## SERIE DI COMPITI
- a) Nel testo sulla cucina futurista, in che anno Marinetti e Filìa pubblicano “La cena futurista”?
- b) Continua il testo sulla cucina futurista riprendendo dopo la sua ultima frase.

Ma era tutto previsto, anche il puntuale lancio di ortaggi e frutta sul palco che regolarmente condivano, è proprio il caso di dire, lo spettacolo concludendo in bellezza, e incredibile caciara, tutte le serate futuriste. Previste e cercate anche le scazzottate, i fischi, i duelli veri o presunti. Tutto rientrava nella logica e nella strategia futuriste: piegare il conformismo, abbellire la vita, renderla luminosa e veloce, dispiegare le forze del Nuovo e del Moderno per realizzare quel sogno creativo.
Nel 1932 Marinetti e Filìa pubblicano “La cena futurista”, lungo elenco di cibi e “polibibite” inventate e proposte dai futuristi. L’esperienza futurista non durerà a lungo, la crisi economica degli anni Trenta e le sanzioni indurranno all’autarchiche sarà portatrice di una cucina austera, piccolo borghese che si riconoscerà nei ricettari di Petronilla.
Menù Futurista
All’aperto in attesa degli amici, bocconcini “tra i due” , formula dell’aeropittore futurista Filìa
Accompagnati da freschi calici di Spumante
Con gran sbattere di coperchi, attori animati da spirito futurista leggono il poema “Bombardamento” di Marinetti. La cena viene servita su grandi tavoli ricoperti di carta argentata (in mancanza di alluminio).
Prima portata “antipasto intuitivo”, una grossa arancia a forma di cestino ripieno di salame, funghi sotto aceto, acciuga, peperoncino. All’interno bigliettini: “Vivere pericolosamente”, “Il Futurismo è un movimento antistorico”
Seconda portata “promontorio siciliano e mare d’Italia” e poi “aerovivanda”, formula del futurista Filìa, un piatto contenente olive, cuori di finocchio, un frutto candito.
Si mangia con la mano destra mentre la sinistra sfiora ripetutamente un rettangolo tattile, carta vetrata, velluto, seta, per soddisfare il tatto oltre al palato.
Sbattere di coperchi, silenzi tesi ad ascoltare brani della “Cucina futurista”.
Arriva il dessert “fragolamammella”, formula del futurista Farfa, un piatto rosa con due seni femminili erettili fatti di ricotta rosata con Campari e capezzoli di fragola candita.

## DATI ARCHIVIATI

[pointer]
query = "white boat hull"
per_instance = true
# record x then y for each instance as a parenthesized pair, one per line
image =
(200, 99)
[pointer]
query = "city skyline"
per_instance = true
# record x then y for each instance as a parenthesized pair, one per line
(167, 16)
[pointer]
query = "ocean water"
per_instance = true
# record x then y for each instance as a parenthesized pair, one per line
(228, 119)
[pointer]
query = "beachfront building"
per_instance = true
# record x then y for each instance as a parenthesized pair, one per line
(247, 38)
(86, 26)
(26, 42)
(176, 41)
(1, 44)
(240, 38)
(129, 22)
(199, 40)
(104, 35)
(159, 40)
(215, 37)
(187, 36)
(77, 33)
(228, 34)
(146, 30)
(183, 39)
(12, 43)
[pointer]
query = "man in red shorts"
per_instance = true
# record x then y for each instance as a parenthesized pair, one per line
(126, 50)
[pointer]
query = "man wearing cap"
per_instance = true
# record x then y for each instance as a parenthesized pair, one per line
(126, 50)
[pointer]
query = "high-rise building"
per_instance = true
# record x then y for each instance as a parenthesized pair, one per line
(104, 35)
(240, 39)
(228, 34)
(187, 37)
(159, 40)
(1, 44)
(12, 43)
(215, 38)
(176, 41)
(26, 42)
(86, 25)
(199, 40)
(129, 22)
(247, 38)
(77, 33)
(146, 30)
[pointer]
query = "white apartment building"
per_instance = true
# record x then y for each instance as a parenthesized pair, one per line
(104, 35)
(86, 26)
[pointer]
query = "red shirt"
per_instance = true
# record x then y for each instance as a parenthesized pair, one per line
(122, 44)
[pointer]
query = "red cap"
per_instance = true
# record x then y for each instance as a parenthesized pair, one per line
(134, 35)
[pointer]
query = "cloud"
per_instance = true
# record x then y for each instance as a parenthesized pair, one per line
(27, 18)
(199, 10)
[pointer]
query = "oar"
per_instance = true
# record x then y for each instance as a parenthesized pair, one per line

## RISPOSTE AI COMPITI
- a) Nel 1932.

- b)
Al tocco della campana pic-pac-pum-tumb e via tutti per le vacanze, con il ricordo di questa cena futurista portatrice di ottimismo non solo a tavola ma anche nella vita.
D'Annunzio invece era un esteta del cibo
Al Vittoriale è costodito il menu che il Vate ordinò per
ricevere alcuni amici. Storie e letteratura di piatti e sentimenti a firma
dello scrittore
"Assai poche dame potevan gareggiare con la marchesa
d'Ateleta nell'arte di dar pranzi. Ella metteva più cura nella preparazione di
una mensa che in un abbigliamento. La squisitezza del suo gusto appariva in
ogni cosa; ed ella era, in verità, l'arbitra delle eleganze conviviali. Le sue
fantasie e le sue raffinatezze si propagavano per tutte le tavole della nobiltà
quirite".
Ma questa invitante premessa che fa presagire di raffinatezze culinarie, di
piatti prelibati, di gustosi manicaretti, viene ben presto delusa nelle - ben -
dieci pagine nelle quali Gabriele d'Annunzio ne "Il
piacere" descrive -il pranzo aristocratico in casa della marchesa
d'Ateleta.L'attenzione si sposta alla cura maniacale con cui D'Annunzio descrive la tavola, i piatti d'argento e di cristallo, l'atmosfera elegante e sensuale che circonda il pranzo, le toilettes delle dame, le decorazioni, i fiori, i profumi. Resta misteriosa la composizione delle portate. E solo fugaci accenni al vino, "biondo ghiacciato come un miele liquido", e poi "al vin ghiacciato di Sciampagna", adoperato per sottolineare la provocante desiderabilita di Elena Muti. Nemmeno lo "splendidissimo" dessert, "vero lusso d'una mensa", sfugge a questa regola.
Questa delusione accompagna anche gli altri romanzi di Gabriele D'Annunzio, il quale era astemio e nel suo ascetismo maniacale preferiva pranzi frugali.
La vaghezza della descrizione del cibo, che si intreccia spesso a un velato erotismo, e come una strategia di rappresentazione da parte delle classi aristocratiche e borghesi, le quali privilegiano la forma, la funzione estetica, alla sostanza, al contenuto, che è invece sottolineata dalle classi inferiori e povere, dalla loro "necessità di nutrimento". Nel cibo, dunque, prevalgono erotismo, lusso, raffinatezza estetica. Gli stessi elementi che caratterizzarono durante la sua vita il Vate.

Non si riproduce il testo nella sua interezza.